— Short exercise 1 —
In the essays on art, where does Jeremy Hamilton-Arnold work?

— Selection —
══════
I saw this happen last summer in neighborhoods of Brooklyn, the Bronx, and Queens, where I worked with Groundswell, an organization that employs high-school and college-age youth to create murals in their communities that respond to social justice issues they face. I saw these young artists take a new kind of ownership of their neighborhoods and histories and develop new ideas for their futures.

Art is about making space – both physical and mental – for listening, searching, and expressing. Art cultivates the ability to imagine a future and so transcend the present moment. This is inherently hopeful.

In her poem “Upstream,” Mary Oliver writes, “attention is the beginning of devotion.” Art gives us the space for attention, which looks quite a lot like prayer. That’s what the world needs now: space to take notice of each other, our own souls, and the still small voice of the Lord who calls but will not force us to hear if we do not desire to listen.

To give hope to the hurting, the church must be invested in the question of what is truly beautiful – both in the work we create and the way we create.

Megan Mitchell will graduate in May with an M.A.R. in religion and the arts. She earned a B.A. in Community Art and Missions from Wheaton College.


God at the Gallergy
By Jeremy Hamilton-Arnold

If ever I forget art’s capacity for transcendence, I simply return to work. My place of employment is a sacred treasury – the Yale University Art Gallery.

There I can rely upon some giants of Western Modernism: Van Gogh, Kandinsky, Mondrian, Rothko. All have given the world paintings that inspire near-universal adoration, and all have expressed, through both pigment and the written word, spiritual motivations for their art. Knowing their intentions, I am keen to look in their daubs and hues for evidence of divinity.

I find the sacred wading in the art of many other greats at the museum too, regardless of the artist’s “spiritual” stance. To me, the sacred resides in the congress of colors in Helen Frankenthaller’s canvas, in the powerful gaze of Kerry James Marshall’s painted artist, in the dingy soft glow of light in Joseph Stella’s Brooklyn Bridge. The sacred is felt in the serious humor of Duchamp, the  hpeful lament of Anselm Kiefer, and the daring of Picasso.

Divinity (of course!) abounds in the devotion and innovation of the early European icon-painters. The sacral motivations of religious individuals and communities beyond the West are abundant in the museum as well – around virtually every corner.

I’m not alone in this experience. Religious groups come into the Gallery all the time. They seek the religiously motivated and motivating – the ancient synagogue tiles from Dura Europos, the Islamic miniature paintings from northern India, the Boddhisatva Guanyin from China, the Baga D’mba mask from Guinea.
══════
— Short exercise 2 —
In the rows, starting at the line containing "Step 1: Look at the image. Step 2: Find suit lapel." and ending after the line containing "[736,195,805,222]", change "beige" to "tan" and reproduce only those lines, with nothing else altered.

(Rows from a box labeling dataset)
══════
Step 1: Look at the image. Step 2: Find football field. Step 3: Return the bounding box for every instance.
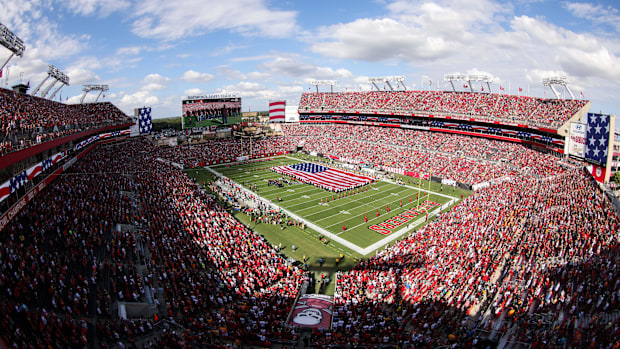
[207,155,462,256]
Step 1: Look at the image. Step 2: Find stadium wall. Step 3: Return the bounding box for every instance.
[0,140,118,231]
[0,124,132,170]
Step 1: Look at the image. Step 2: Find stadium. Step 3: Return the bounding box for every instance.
[0,17,620,348]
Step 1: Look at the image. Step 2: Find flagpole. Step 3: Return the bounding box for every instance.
[428,169,433,201]
[416,172,422,208]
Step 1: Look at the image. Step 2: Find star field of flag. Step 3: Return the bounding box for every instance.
[138,108,153,134]
[586,113,609,165]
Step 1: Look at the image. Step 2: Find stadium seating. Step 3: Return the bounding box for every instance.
[0,97,620,348]
[299,91,587,129]
[0,88,130,156]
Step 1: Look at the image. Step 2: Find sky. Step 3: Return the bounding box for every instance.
[0,0,620,120]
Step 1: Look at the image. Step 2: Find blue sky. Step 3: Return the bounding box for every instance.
[0,0,620,117]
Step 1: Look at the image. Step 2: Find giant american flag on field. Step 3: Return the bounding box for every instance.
[272,162,373,191]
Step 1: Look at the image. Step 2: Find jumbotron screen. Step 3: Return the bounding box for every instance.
[181,94,241,128]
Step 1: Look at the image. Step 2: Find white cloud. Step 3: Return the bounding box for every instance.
[116,46,142,56]
[118,90,159,110]
[258,54,353,79]
[307,0,506,63]
[63,0,131,17]
[67,68,101,85]
[562,2,620,32]
[183,88,204,96]
[181,70,215,82]
[132,0,296,41]
[141,74,170,91]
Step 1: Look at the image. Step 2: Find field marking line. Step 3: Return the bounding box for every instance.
[205,167,368,255]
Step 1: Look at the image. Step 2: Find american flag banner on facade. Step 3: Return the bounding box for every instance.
[138,108,153,134]
[269,101,286,122]
[585,113,609,166]
[272,162,373,191]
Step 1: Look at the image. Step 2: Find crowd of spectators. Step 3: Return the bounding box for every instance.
[0,112,620,348]
[299,91,587,129]
[0,88,129,156]
[282,124,566,184]
[336,169,620,347]
[0,141,305,348]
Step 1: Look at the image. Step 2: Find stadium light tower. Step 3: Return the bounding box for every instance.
[80,85,110,104]
[368,75,407,91]
[443,73,493,93]
[32,64,69,98]
[310,80,338,93]
[0,23,26,71]
[542,76,575,99]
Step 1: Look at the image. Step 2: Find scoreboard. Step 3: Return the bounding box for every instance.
[181,94,241,128]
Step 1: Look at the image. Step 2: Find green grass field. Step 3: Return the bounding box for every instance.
[182,115,241,128]
[187,155,471,293]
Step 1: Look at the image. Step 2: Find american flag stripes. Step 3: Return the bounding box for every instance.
[272,162,373,191]
[269,101,286,122]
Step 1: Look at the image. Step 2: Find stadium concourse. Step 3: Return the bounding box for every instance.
[299,91,587,129]
[0,91,620,348]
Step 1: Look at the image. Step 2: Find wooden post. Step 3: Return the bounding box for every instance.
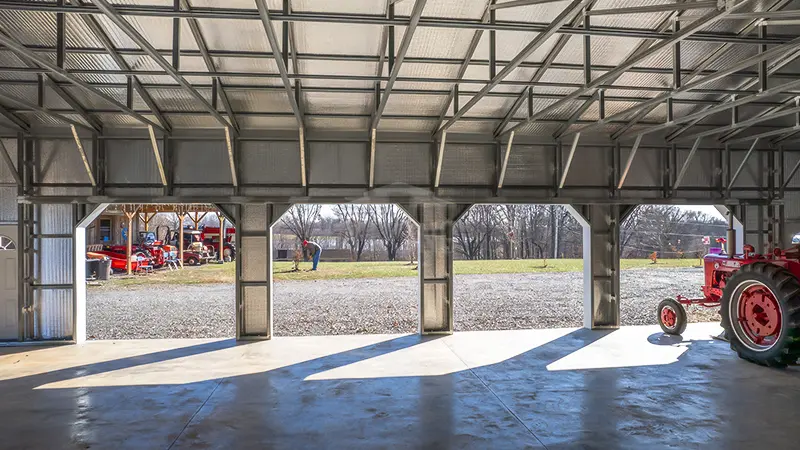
[217,213,225,263]
[177,210,186,267]
[123,205,138,275]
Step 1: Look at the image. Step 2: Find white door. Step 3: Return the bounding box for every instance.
[0,225,19,340]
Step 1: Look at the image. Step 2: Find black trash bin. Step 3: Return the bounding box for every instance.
[86,259,100,280]
[97,257,111,280]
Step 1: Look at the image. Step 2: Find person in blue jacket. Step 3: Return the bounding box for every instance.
[303,241,322,270]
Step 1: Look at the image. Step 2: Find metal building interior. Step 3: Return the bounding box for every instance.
[0,0,800,448]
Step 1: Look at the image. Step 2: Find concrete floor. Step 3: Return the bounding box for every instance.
[0,324,800,449]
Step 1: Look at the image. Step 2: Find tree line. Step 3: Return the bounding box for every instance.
[274,204,726,261]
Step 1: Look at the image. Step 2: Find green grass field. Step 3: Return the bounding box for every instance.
[94,259,700,288]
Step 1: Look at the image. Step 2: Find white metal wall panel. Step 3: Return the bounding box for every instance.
[560,147,613,187]
[105,140,163,184]
[440,144,497,185]
[171,141,228,184]
[239,141,300,184]
[37,139,92,183]
[502,144,555,186]
[617,147,662,188]
[375,142,432,185]
[308,142,369,184]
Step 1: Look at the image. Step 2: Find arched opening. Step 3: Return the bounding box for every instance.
[619,205,742,326]
[453,204,584,331]
[79,204,238,339]
[272,204,419,336]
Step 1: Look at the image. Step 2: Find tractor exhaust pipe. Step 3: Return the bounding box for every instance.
[725,211,736,258]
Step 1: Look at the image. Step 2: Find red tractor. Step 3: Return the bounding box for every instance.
[658,239,800,367]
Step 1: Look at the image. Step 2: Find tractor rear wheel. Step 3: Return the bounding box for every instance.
[658,298,688,335]
[720,262,800,367]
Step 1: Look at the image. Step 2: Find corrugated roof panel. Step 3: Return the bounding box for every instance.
[555,35,642,66]
[304,92,374,114]
[296,22,382,56]
[226,90,292,112]
[306,117,369,131]
[378,118,438,132]
[406,27,475,58]
[148,88,211,111]
[0,85,39,108]
[194,18,272,52]
[0,9,56,47]
[472,30,558,63]
[168,114,222,128]
[95,113,150,128]
[447,120,500,133]
[64,86,127,109]
[384,94,447,116]
[398,62,462,83]
[591,0,680,30]
[495,0,571,23]
[236,116,297,130]
[292,0,386,14]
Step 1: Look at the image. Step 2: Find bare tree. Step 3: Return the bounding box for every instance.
[335,205,372,261]
[369,205,408,261]
[281,204,322,241]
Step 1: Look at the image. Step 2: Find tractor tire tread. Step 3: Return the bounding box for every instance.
[720,262,800,367]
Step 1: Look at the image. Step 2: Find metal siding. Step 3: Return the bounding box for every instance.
[33,289,73,340]
[375,143,431,185]
[440,144,496,185]
[308,142,369,184]
[502,145,554,186]
[239,141,300,184]
[106,140,162,183]
[171,141,232,184]
[39,139,92,183]
[559,147,612,187]
[617,148,662,188]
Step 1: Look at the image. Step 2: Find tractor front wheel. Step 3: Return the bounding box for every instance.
[657,298,687,335]
[720,262,800,367]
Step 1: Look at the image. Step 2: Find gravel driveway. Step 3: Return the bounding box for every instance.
[87,269,718,339]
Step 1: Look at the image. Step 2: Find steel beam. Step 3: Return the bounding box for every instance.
[0,92,94,132]
[617,135,642,189]
[70,125,97,187]
[560,131,581,189]
[0,0,786,45]
[256,0,305,129]
[369,128,377,189]
[92,0,230,130]
[439,0,585,132]
[225,128,239,187]
[0,139,22,187]
[672,138,703,195]
[487,10,580,137]
[0,29,161,128]
[497,133,514,189]
[587,38,800,137]
[147,126,167,186]
[182,0,240,136]
[503,0,747,137]
[0,100,31,133]
[72,2,172,133]
[433,131,447,189]
[726,138,759,192]
[432,0,497,134]
[371,0,427,129]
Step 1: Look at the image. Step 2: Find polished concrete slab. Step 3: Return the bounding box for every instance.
[0,324,800,449]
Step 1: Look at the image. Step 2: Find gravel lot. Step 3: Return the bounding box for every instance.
[87,269,718,339]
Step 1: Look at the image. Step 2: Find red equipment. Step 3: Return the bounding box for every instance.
[658,239,800,367]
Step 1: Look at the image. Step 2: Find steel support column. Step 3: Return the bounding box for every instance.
[235,203,291,340]
[567,205,634,330]
[403,203,472,334]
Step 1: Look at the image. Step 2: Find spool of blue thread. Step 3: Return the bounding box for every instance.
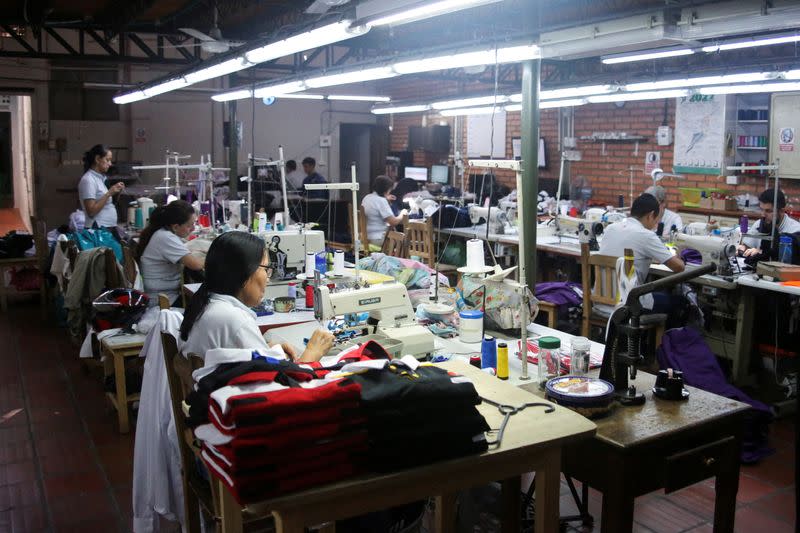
[481,335,497,368]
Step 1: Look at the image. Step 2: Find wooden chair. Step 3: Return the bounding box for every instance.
[381,230,408,257]
[581,243,667,347]
[403,217,457,274]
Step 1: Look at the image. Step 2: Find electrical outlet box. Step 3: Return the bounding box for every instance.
[656,126,672,146]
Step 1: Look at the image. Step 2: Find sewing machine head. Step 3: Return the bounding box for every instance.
[314,282,434,358]
[673,233,736,276]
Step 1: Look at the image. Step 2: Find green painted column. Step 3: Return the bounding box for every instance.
[517,59,542,286]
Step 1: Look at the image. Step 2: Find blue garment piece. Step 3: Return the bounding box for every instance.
[658,328,775,463]
[536,281,583,307]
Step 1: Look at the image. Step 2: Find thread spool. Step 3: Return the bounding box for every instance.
[467,239,486,270]
[306,252,317,278]
[333,250,344,276]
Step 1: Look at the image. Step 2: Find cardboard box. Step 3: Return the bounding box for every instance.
[756,261,800,281]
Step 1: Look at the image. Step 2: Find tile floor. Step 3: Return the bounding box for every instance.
[0,304,796,533]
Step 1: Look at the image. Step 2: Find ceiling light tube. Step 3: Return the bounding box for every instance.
[431,95,508,109]
[701,34,800,53]
[211,89,253,102]
[602,48,694,65]
[372,104,431,115]
[369,0,501,26]
[698,82,800,94]
[624,72,778,91]
[439,105,503,117]
[305,67,397,89]
[328,94,392,102]
[586,89,689,104]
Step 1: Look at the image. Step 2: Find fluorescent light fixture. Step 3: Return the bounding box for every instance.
[625,72,777,91]
[211,89,253,102]
[586,89,689,104]
[372,104,431,115]
[369,0,500,26]
[183,57,253,85]
[253,81,307,98]
[431,94,508,109]
[305,67,397,89]
[539,85,617,100]
[701,34,800,53]
[603,48,694,65]
[698,82,800,94]
[143,78,189,98]
[114,91,147,104]
[439,106,503,117]
[244,20,369,64]
[328,94,392,102]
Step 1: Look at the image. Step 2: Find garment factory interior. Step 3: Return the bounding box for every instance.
[0,0,800,533]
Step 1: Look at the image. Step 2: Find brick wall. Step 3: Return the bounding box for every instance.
[382,93,800,210]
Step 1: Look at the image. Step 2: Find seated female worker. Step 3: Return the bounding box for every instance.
[181,231,333,362]
[136,200,203,307]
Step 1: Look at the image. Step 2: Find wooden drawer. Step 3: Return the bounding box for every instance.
[664,437,738,494]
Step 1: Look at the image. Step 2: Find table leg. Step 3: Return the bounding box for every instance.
[536,448,561,533]
[111,352,130,433]
[217,480,242,533]
[434,493,456,533]
[501,476,521,533]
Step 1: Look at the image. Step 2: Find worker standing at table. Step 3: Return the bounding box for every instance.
[78,144,125,228]
[361,176,406,247]
[739,189,800,257]
[600,194,686,313]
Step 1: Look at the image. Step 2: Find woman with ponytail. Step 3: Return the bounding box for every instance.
[78,144,125,228]
[136,200,203,302]
[181,231,333,362]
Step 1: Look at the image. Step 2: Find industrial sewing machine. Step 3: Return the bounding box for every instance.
[555,215,603,251]
[314,282,435,359]
[673,233,736,276]
[258,229,325,281]
[600,263,717,405]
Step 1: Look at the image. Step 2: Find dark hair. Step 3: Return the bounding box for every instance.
[758,189,786,209]
[372,176,394,196]
[181,231,266,341]
[631,193,661,218]
[83,144,110,172]
[136,200,194,259]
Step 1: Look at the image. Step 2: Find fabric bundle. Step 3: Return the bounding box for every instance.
[187,341,489,504]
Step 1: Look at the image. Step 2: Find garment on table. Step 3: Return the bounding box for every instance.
[133,309,185,533]
[78,169,117,228]
[361,192,394,242]
[742,214,800,248]
[139,228,189,304]
[300,172,330,200]
[597,217,672,309]
[657,327,774,463]
[183,293,270,358]
[64,248,125,336]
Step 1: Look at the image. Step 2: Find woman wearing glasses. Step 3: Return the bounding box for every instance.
[181,231,333,362]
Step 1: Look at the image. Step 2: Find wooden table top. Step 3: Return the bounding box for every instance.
[521,371,750,448]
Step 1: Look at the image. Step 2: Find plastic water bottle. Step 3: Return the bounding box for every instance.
[778,235,792,264]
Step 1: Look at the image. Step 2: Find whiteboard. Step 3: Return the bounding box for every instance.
[467,111,506,159]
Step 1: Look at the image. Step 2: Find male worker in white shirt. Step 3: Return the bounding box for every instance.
[600,194,686,314]
[739,189,800,257]
[644,185,683,239]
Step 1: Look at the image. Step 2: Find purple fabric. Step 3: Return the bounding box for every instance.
[681,248,703,265]
[658,328,774,463]
[536,281,582,307]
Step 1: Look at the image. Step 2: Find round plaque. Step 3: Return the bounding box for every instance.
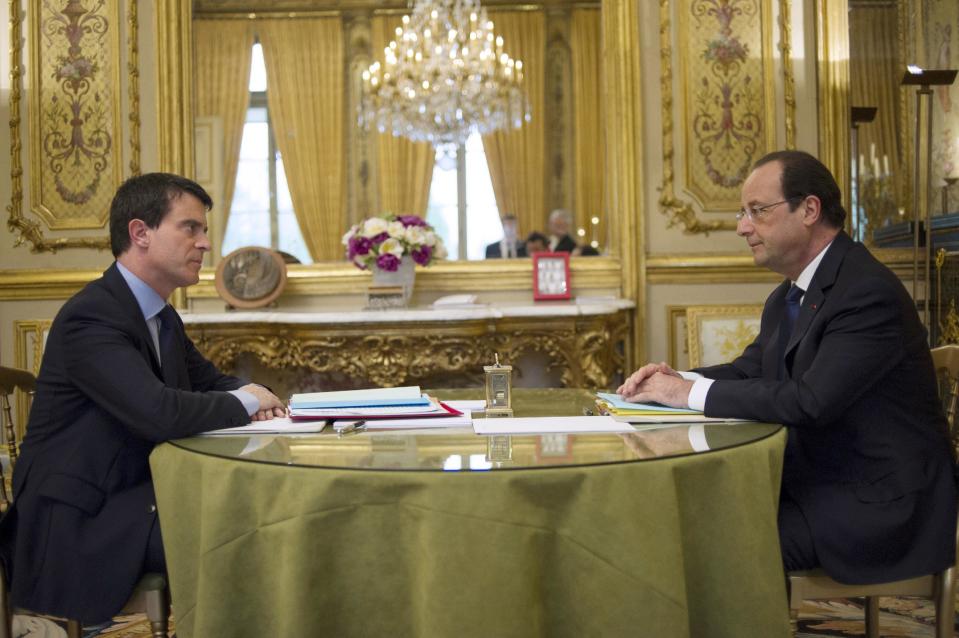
[214,246,286,308]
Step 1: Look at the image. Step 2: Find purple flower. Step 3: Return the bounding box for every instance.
[396,215,428,228]
[347,236,373,259]
[411,246,433,266]
[376,253,400,272]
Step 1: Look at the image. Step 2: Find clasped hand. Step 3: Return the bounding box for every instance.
[240,383,287,421]
[616,361,693,408]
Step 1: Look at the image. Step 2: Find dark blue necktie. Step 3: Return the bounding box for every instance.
[158,305,182,388]
[778,284,806,379]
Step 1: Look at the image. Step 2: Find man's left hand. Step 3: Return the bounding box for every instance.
[623,372,693,408]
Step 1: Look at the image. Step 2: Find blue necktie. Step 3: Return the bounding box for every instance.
[777,284,806,379]
[158,305,183,388]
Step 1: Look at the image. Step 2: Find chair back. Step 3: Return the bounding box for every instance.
[930,344,959,454]
[0,367,37,513]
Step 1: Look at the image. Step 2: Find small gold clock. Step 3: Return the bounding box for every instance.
[483,354,513,418]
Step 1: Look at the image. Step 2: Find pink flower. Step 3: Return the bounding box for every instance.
[410,246,433,266]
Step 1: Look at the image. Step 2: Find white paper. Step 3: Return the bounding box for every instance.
[333,410,473,432]
[443,399,486,412]
[473,416,636,434]
[201,416,326,436]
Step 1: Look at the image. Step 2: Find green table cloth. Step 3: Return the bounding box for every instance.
[151,390,789,638]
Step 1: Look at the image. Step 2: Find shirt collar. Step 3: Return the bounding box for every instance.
[793,242,832,291]
[117,262,166,321]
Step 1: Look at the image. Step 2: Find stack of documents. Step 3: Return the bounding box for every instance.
[596,392,742,423]
[290,386,463,427]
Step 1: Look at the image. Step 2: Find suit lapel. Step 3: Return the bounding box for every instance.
[786,232,854,370]
[103,262,163,378]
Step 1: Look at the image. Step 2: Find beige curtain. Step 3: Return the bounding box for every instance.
[256,17,346,261]
[483,11,547,239]
[849,3,912,234]
[372,16,436,217]
[193,19,253,221]
[570,9,606,246]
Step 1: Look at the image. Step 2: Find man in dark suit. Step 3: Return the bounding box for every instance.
[486,215,526,259]
[0,173,285,624]
[547,208,576,253]
[619,151,956,584]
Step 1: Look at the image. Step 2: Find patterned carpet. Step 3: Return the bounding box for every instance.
[73,598,959,638]
[16,598,959,638]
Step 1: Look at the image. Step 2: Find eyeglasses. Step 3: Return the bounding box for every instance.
[736,195,805,222]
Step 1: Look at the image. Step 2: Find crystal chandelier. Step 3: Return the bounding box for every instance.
[359,0,530,147]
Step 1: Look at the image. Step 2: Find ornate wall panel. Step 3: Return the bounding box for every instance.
[186,310,631,398]
[28,0,123,229]
[7,0,140,252]
[660,0,796,233]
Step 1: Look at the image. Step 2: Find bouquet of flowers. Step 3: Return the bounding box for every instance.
[343,214,446,272]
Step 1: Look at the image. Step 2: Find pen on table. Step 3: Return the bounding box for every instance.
[338,421,366,434]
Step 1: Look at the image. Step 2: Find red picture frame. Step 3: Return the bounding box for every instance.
[533,252,572,301]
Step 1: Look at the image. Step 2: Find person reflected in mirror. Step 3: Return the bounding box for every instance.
[618,151,956,584]
[547,208,576,253]
[0,173,286,625]
[486,214,526,259]
[526,231,549,255]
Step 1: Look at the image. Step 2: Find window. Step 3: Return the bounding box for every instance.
[222,43,312,264]
[426,133,503,259]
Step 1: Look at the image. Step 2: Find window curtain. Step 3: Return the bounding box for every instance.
[193,20,253,229]
[483,11,547,240]
[849,3,912,226]
[257,17,346,261]
[372,16,436,217]
[570,9,606,246]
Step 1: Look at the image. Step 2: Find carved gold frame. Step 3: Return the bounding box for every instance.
[153,0,645,368]
[7,0,141,253]
[659,0,796,235]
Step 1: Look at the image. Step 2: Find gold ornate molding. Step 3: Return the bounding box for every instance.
[7,0,140,253]
[659,0,796,235]
[186,311,630,388]
[127,0,140,176]
[779,0,796,149]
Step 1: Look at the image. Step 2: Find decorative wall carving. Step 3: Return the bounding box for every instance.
[659,0,795,234]
[187,311,630,388]
[7,0,140,252]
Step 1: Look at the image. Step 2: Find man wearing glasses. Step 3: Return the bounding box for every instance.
[619,151,956,584]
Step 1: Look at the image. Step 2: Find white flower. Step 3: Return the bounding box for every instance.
[380,237,403,257]
[363,217,390,237]
[397,226,426,248]
[386,221,406,240]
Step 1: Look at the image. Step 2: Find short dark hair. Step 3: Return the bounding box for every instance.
[526,231,549,246]
[110,173,213,257]
[753,151,846,228]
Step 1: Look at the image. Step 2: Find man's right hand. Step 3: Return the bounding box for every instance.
[616,361,681,397]
[240,383,286,421]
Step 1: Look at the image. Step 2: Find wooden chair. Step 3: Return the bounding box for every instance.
[0,367,170,638]
[788,345,959,638]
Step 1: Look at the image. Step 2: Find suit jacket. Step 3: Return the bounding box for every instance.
[697,233,956,583]
[0,264,249,623]
[486,239,526,259]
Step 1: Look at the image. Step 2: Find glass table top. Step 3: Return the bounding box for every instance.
[171,388,782,472]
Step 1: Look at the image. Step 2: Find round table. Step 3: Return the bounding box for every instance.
[151,389,789,638]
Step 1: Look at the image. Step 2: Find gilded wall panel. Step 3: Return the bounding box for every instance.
[659,0,796,233]
[28,0,123,229]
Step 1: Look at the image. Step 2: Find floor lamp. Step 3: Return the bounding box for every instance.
[849,106,876,241]
[901,65,956,338]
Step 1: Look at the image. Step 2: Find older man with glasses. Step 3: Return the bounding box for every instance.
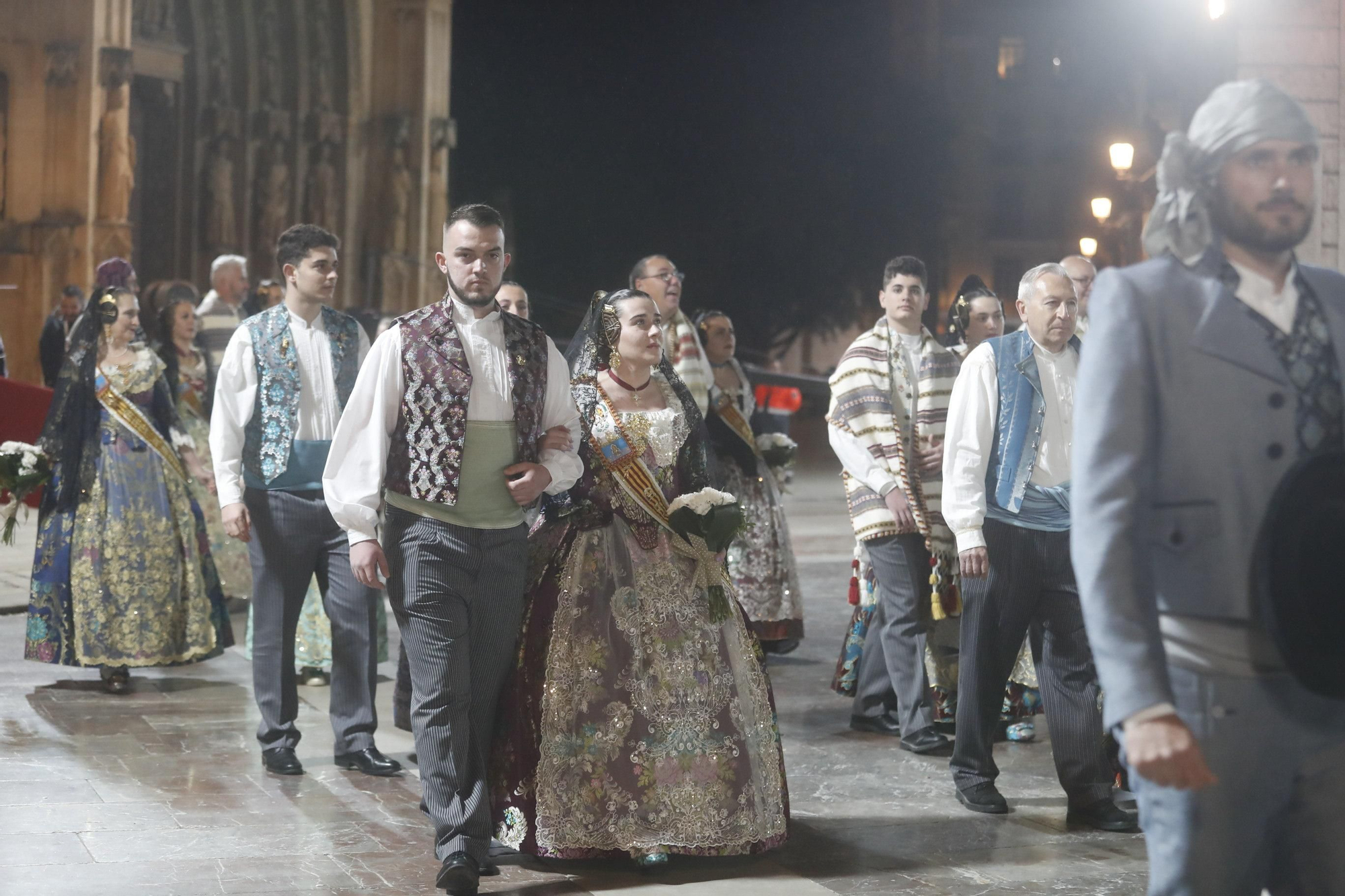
══════
— Exercise response 1 —
The Yale University Art Gallery.

— Exercise response 2 —
Step 1: Look at the image. Step 2: Find suit lapel. Step 3: Return the bounding box for every instance.
[786,232,854,370]
[103,262,163,378]
Step 1: Look at the image. Step 2: Find tan curtain. Step 3: Return the bounding box for every instance.
[256,17,346,261]
[483,11,547,239]
[849,3,912,234]
[372,16,436,217]
[193,19,253,221]
[570,9,606,246]
Step 1: Look at the image. Step 2: Find man in dark suit. Step 3: Return the bounding box for every instance.
[486,215,526,259]
[0,173,285,624]
[547,208,576,253]
[619,151,956,584]
Step 1: Look at the image. Step 2: Find patterned carpet. Step 3: Return the bounding box for every instance.
[73,598,959,638]
[16,598,959,638]
Step 1: Look at the image. Step 2: Find eyeglasses. Step 3: Return the bounding box for every instance.
[736,195,805,222]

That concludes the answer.